▸ EXERCISE OBJECTIVE
Update the records below by replacing every occurrence of "pointer" with "marker" and leaving all other text unchanged.

start

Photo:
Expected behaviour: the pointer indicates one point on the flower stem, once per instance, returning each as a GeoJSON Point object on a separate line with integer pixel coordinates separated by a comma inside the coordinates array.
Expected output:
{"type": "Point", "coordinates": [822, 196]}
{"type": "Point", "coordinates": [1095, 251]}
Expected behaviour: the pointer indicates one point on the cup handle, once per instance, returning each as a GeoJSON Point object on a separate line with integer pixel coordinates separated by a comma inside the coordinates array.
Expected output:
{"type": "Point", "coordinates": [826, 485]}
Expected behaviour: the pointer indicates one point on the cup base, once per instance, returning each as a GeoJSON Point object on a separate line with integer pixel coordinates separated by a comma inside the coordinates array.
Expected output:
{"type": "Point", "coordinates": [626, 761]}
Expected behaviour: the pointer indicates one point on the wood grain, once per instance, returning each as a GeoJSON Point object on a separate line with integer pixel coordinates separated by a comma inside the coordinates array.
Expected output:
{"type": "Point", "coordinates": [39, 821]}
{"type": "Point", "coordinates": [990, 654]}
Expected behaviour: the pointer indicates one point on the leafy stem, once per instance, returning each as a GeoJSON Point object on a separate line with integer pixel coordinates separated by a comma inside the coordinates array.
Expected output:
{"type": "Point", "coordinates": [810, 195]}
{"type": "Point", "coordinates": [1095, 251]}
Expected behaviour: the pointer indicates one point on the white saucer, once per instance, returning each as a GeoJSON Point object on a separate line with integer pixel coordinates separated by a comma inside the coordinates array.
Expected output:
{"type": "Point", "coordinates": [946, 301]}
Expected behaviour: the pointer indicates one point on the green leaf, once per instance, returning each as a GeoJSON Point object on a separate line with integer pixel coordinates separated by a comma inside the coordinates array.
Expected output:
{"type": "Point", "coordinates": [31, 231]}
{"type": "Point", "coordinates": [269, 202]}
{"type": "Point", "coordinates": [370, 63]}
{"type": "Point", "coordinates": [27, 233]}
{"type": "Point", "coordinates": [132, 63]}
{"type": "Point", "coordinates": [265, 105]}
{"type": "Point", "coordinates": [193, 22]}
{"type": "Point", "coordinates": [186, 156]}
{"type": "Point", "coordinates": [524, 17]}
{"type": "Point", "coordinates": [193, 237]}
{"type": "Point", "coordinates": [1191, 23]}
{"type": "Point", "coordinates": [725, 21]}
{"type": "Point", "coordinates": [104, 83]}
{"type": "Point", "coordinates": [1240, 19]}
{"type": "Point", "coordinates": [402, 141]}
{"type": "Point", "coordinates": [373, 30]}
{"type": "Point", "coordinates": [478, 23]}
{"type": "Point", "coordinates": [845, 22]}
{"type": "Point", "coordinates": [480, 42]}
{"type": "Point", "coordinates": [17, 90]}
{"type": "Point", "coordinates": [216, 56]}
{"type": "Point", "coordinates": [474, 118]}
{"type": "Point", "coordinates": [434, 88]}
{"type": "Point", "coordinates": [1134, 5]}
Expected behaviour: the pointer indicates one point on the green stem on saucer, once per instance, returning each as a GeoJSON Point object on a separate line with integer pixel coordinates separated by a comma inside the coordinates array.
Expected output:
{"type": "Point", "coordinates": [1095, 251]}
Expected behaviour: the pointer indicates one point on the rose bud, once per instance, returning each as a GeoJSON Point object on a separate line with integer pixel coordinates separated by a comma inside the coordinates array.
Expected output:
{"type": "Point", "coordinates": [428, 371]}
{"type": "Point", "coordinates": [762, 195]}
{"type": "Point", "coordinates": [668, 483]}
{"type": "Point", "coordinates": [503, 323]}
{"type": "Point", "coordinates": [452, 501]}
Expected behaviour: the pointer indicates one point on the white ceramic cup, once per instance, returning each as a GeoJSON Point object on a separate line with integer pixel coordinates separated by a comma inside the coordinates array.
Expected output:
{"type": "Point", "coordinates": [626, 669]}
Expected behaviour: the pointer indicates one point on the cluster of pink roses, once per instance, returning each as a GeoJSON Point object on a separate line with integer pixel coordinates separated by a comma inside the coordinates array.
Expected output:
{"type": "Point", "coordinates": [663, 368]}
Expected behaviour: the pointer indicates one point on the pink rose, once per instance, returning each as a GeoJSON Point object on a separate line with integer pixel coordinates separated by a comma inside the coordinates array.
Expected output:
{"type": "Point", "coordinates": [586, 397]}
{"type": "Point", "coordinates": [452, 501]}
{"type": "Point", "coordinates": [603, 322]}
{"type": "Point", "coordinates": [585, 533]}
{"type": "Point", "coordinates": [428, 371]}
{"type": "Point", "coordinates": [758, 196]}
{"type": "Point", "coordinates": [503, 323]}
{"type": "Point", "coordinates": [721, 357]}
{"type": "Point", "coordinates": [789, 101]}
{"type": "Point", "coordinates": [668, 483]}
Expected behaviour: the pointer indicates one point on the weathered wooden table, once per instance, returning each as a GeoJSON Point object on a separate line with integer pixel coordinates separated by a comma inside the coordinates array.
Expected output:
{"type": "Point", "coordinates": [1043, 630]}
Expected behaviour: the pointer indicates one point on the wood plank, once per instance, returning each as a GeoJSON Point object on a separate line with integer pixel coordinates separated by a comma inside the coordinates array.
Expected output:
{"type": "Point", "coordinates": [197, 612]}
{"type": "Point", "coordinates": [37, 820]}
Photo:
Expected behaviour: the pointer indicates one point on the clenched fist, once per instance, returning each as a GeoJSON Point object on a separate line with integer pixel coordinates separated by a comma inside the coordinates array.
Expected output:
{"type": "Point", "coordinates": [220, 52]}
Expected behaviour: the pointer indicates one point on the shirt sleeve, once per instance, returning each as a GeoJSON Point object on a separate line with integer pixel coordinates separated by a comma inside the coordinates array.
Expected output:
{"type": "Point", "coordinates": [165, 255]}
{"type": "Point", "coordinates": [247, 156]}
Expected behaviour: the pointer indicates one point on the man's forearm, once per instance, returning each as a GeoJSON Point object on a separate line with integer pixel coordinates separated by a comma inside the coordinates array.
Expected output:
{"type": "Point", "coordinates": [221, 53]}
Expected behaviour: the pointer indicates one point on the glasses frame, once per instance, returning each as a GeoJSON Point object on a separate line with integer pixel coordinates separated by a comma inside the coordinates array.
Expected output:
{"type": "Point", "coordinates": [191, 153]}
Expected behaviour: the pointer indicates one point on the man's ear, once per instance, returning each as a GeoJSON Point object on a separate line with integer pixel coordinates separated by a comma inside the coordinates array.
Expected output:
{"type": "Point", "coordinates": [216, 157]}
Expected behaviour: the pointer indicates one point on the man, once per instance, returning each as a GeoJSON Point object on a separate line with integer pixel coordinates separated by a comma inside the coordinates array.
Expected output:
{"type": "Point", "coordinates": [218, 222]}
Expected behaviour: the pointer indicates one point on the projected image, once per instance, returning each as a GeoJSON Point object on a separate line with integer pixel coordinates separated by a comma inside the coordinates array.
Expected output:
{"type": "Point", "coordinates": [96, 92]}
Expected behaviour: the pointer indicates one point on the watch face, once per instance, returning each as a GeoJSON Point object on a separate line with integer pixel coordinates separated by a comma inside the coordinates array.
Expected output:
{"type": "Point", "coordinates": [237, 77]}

end

▸ COMPLETE OUTPUT
Photo:
Expected behaviour: the marker indicates one point on the flower stem, once per instance, returning each as a GeoJSON Point object on a separate line with integer pixel coordinates separated by a comma inside the coordinates array.
Expected output:
{"type": "Point", "coordinates": [822, 196]}
{"type": "Point", "coordinates": [1095, 251]}
Expected behaviour: the marker indicates one point on the cup handle, once per instance, returning each as a GeoJSON Point object on a separate line with integer pixel coordinates separated by a comma inside the coordinates array.
Expected output:
{"type": "Point", "coordinates": [826, 485]}
Expected behaviour: the marker indicates one point on the cup base, once per instance, returning each as a GeoJSON Point object on a separate line with integer pixel coordinates separated by a comma inside the coordinates array.
Expected output:
{"type": "Point", "coordinates": [626, 761]}
Expected behaviour: the marker indicates one point on the wood grain, once per instance, returning each as a GeoJSON Point object on a separate line with integer pixel coordinates separated by a comma inside the coordinates array.
Expected output:
{"type": "Point", "coordinates": [39, 821]}
{"type": "Point", "coordinates": [990, 654]}
Expected behaviour: the marker indicates one point on the leafy stem, once per instance, returning each as a GeoJSON Point object on a separate line with integer pixel coordinates separated by a comma inside the coordinates array.
Expected output:
{"type": "Point", "coordinates": [810, 195]}
{"type": "Point", "coordinates": [1095, 251]}
Expected behaviour: the marker indicates one point on the white saucer, once per instance, returning each as a GeoJSON Point object on a separate line with integer pixel coordinates separated by a comma inside the coordinates array.
Expected output:
{"type": "Point", "coordinates": [946, 301]}
Expected behaviour: the marker indicates one point on the green leaf, once per instance, returning each as a GeoJSON Point object on a separate line with integer pixel coordinates separated by a comma inside the coordinates array.
Expected output:
{"type": "Point", "coordinates": [31, 231]}
{"type": "Point", "coordinates": [269, 202]}
{"type": "Point", "coordinates": [370, 63]}
{"type": "Point", "coordinates": [27, 233]}
{"type": "Point", "coordinates": [132, 63]}
{"type": "Point", "coordinates": [265, 105]}
{"type": "Point", "coordinates": [193, 22]}
{"type": "Point", "coordinates": [186, 156]}
{"type": "Point", "coordinates": [524, 17]}
{"type": "Point", "coordinates": [193, 237]}
{"type": "Point", "coordinates": [1191, 23]}
{"type": "Point", "coordinates": [725, 21]}
{"type": "Point", "coordinates": [104, 83]}
{"type": "Point", "coordinates": [1240, 19]}
{"type": "Point", "coordinates": [402, 141]}
{"type": "Point", "coordinates": [373, 30]}
{"type": "Point", "coordinates": [478, 23]}
{"type": "Point", "coordinates": [845, 22]}
{"type": "Point", "coordinates": [480, 42]}
{"type": "Point", "coordinates": [17, 90]}
{"type": "Point", "coordinates": [216, 56]}
{"type": "Point", "coordinates": [474, 118]}
{"type": "Point", "coordinates": [434, 88]}
{"type": "Point", "coordinates": [1134, 5]}
Expected behaviour: the marker indicates one point on the green stem on saucer, once per instance, returning each as a GeoJSON Point object on a separate line with integer pixel coordinates separated by a comma inside the coordinates array.
Expected output:
{"type": "Point", "coordinates": [1095, 251]}
Expected behaviour: the marker indicates one point on the rose bud, once per instance, returning each as a GeoJSON Point object on a separate line with integer pixel coordinates separated by a comma inside the coordinates array.
Expected output:
{"type": "Point", "coordinates": [428, 371]}
{"type": "Point", "coordinates": [762, 195]}
{"type": "Point", "coordinates": [668, 483]}
{"type": "Point", "coordinates": [503, 323]}
{"type": "Point", "coordinates": [452, 501]}
Expected behaviour: the marker indicates one point on the white ceramic cup, once per instance, returning each as a GeoJSON Point object on a separate line with integer pixel coordinates separated by a comma inside the coordinates array.
Expected output:
{"type": "Point", "coordinates": [626, 669]}
Expected behaviour: the marker indicates one point on the cluster of pink roses, once per instance, returning each as a GeoJSON Point object on a separate line with integer pixel coordinates separated by a comma inside the coordinates array.
Expected output:
{"type": "Point", "coordinates": [663, 368]}
Expected behaviour: the marker indicates one point on the pink rose, once per instance, returning each as a GeoJSON Point object on a separate line with integer pixel coordinates separated by a comma inside the coordinates array.
Expected output:
{"type": "Point", "coordinates": [586, 397]}
{"type": "Point", "coordinates": [452, 501]}
{"type": "Point", "coordinates": [603, 322]}
{"type": "Point", "coordinates": [585, 533]}
{"type": "Point", "coordinates": [428, 371]}
{"type": "Point", "coordinates": [758, 196]}
{"type": "Point", "coordinates": [503, 323]}
{"type": "Point", "coordinates": [721, 357]}
{"type": "Point", "coordinates": [789, 101]}
{"type": "Point", "coordinates": [668, 483]}
Expected behaviour: the marker indicates one point on the weathered wooden table, once per instance, returning each as a GeoJSON Point object on a separate line with integer pixel coordinates separated by a comma inside the coordinates array.
Expected output:
{"type": "Point", "coordinates": [1043, 630]}
Expected behaviour: the marker indicates one point on the wood plank, once per instance, returning each as a GeoJSON Point object on a separate line with integer pixel coordinates separated by a comma inside the coordinates array.
Expected output:
{"type": "Point", "coordinates": [197, 612]}
{"type": "Point", "coordinates": [37, 820]}
Photo:
Expected behaviour: the marker indicates one point on the clenched fist, once per instance, returning each as a GeoJSON Point object on a separate line with integer pixel coordinates separated by a comma inside the coordinates array.
Expected output:
{"type": "Point", "coordinates": [220, 52]}
Expected behaviour: the marker indicates one point on the shirt sleeve, once per instance, returning each as a GeoJSON Point object on a separate line with integer pixel coordinates separated by a comma inside the coordinates array.
Expected output:
{"type": "Point", "coordinates": [165, 255]}
{"type": "Point", "coordinates": [247, 156]}
Expected behaviour: the marker indicates one point on the man's forearm, once per instance, returning each as a GeoJSON Point object on a separate line with integer pixel coordinates separated by a comma inside the coordinates array.
Expected output:
{"type": "Point", "coordinates": [221, 53]}
Expected behaviour: the marker indicates one point on the glasses frame, once per instance, returning each as a GeoJSON Point object on a separate line with integer pixel coordinates separated by a comma inside the coordinates array.
Expected output:
{"type": "Point", "coordinates": [191, 153]}
Expected behaviour: the marker indicates one point on the man's ear, once per instance, returning each as a GeoJSON Point object on a separate line with integer pixel coordinates separated by a comma inside the coordinates array.
Expected output:
{"type": "Point", "coordinates": [216, 157]}
Expected behaviour: the marker indicates one point on the man, once per instance, returning each as a GeoJSON Point object on a separate line with integer pixel coordinates separated by a comma inside the coordinates array.
Expected output:
{"type": "Point", "coordinates": [218, 222]}
Expected behaviour: the marker indicates one point on the projected image, once per instance, returning each as a GeoJSON Point object on a separate line with integer pixel coordinates separated by a comma inside the coordinates array.
Expected output:
{"type": "Point", "coordinates": [96, 92]}
Expected behaviour: the marker indicates one point on the watch face, once per instance, returning each as a GeoJSON Point object on a separate line with integer pixel coordinates separated by a comma inside the coordinates array.
Expected output:
{"type": "Point", "coordinates": [237, 77]}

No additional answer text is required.